**CONSEGNA A:**
Trascrivi fedelmente le righe dei record, dalla riga che contiene "Would you mind marking the white" fino alla fine dei record, entrambe le estremità comprese.

**TESTO ESTRATTO:**

Entrando dal portale principale si accede al
vasto androne e di qui in un ampio salone caratterizzato da due
grandi pilastri centrali. In questo ambiente sino al 1970 si apriva
l'accesso dell'imponente scalone monumentale di forma elicoidale
che permetteva di salire al piano nobile. Smontato in occasione
del restauro del palazzo condotto tra il 1968 e il 1971 sotto la
direzione della Soprintendenza di Verona, esso non è più
ritornato nella sua sede d'origine.
Verso destra una porta introduce in alcuni ambienti col soffitto
decorato da maestranze locali soprintese dal pittore cremonese
Bernardino Campi. Il più importante di questi locali è la
Sala di Diana ed Endimione; la quale reca al centro della volta a
padiglione un dipinto a secco raffigurante Diana ed Endiminione,
tradizionalmente riferito a Bernardino Campi e purtroppo molto
deteriorato; il resto della decorazione a grottesche si deve al
grottescante e stuccatore mantovano Giovan Francesco Bicesi
detto Fornarino, uno specialista di questo genere.

**CONSEGNA B:**
Traduci in inglese questa frase del testo estratto: "Entrando dal portale principale si accede al vasto androne e di qui in un ampio salone caratterizzato da due grandi pilastri centrali."

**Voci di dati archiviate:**
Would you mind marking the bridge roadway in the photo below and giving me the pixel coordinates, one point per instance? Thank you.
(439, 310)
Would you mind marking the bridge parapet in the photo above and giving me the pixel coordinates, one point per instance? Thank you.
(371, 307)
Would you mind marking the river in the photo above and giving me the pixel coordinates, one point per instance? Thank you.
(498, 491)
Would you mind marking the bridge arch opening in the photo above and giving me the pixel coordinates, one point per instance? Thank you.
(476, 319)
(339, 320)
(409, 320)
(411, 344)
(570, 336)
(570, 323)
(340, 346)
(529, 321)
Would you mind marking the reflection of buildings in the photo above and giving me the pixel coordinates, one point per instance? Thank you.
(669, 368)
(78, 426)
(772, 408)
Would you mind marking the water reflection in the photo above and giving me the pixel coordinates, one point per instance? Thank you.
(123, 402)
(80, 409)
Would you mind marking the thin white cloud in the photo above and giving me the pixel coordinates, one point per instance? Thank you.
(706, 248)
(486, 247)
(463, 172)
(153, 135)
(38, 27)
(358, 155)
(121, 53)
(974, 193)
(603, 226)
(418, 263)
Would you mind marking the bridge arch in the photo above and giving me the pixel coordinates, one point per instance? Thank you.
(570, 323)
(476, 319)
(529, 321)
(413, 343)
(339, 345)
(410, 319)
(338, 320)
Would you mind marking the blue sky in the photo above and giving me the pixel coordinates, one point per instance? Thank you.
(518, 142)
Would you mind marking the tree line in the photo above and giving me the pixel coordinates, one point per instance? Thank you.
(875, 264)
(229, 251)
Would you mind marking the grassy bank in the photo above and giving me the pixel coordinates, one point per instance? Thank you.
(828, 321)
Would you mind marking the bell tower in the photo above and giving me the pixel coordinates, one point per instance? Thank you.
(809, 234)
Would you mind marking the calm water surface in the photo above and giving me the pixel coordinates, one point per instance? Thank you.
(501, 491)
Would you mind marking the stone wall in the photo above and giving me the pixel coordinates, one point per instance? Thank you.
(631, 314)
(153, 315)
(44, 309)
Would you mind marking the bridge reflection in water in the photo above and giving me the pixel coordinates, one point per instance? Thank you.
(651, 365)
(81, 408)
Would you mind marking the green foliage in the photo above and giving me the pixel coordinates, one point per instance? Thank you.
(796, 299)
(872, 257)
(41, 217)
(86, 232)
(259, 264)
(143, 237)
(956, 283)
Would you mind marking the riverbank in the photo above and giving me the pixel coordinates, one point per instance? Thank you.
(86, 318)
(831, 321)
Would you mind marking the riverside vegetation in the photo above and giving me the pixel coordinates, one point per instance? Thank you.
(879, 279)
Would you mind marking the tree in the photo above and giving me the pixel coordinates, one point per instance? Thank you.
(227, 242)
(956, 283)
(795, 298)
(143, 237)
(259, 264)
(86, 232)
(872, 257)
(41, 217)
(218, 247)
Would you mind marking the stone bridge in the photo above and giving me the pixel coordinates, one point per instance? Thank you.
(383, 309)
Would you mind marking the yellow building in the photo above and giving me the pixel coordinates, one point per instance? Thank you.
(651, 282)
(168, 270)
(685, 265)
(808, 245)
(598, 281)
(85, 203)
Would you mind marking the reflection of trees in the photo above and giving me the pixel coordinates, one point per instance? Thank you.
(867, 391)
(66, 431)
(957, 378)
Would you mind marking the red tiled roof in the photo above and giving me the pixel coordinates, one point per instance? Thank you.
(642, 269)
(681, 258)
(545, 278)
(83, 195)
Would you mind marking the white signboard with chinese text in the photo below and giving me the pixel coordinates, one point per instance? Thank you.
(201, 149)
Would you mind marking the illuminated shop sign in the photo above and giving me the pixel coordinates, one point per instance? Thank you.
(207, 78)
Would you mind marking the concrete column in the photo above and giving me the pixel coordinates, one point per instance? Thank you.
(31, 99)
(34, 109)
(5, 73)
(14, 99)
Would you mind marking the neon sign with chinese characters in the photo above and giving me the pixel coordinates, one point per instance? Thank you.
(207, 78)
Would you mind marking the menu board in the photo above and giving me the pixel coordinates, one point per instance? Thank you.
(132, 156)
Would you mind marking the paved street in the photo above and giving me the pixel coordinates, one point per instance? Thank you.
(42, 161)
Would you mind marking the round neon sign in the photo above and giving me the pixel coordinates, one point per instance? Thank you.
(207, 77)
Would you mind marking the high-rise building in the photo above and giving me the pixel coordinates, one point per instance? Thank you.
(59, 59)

**RISPOSTA ATTESA A:**
Would you mind marking the white signboard with chinese text in the photo below and giving me the pixel coordinates, one point per instance? Thank you.
(201, 149)
Would you mind marking the illuminated shop sign in the photo above and giving me the pixel coordinates, one point per instance? Thank you.
(207, 78)
Would you mind marking the concrete column in the photo above and giving me the pixel coordinates, one point per instance? Thank you.
(31, 99)
(34, 109)
(5, 73)
(14, 99)
Would you mind marking the neon sign with chinese characters in the photo above and giving me the pixel coordinates, one point per instance? Thank you.
(207, 78)
Would you mind marking the menu board in the photo above and giving me the pixel coordinates, one point per instance? Thank you.
(132, 156)
Would you mind marking the paved street in the photo above and giving me the pixel coordinates, one point per instance? Thank you.
(42, 161)
Would you mind marking the round neon sign in the photo above and giving me the pixel coordinates, one point per instance? Thank you.
(207, 77)
Would you mind marking the high-rise building in the photo above and giving me the pixel coordinates, one point per instance? Thank you.
(59, 59)

**RISPOSTA ATTESA B:**
Entering through the main doorway, one reaches the vast entrance hall and from there a spacious room marked by two large central pillars.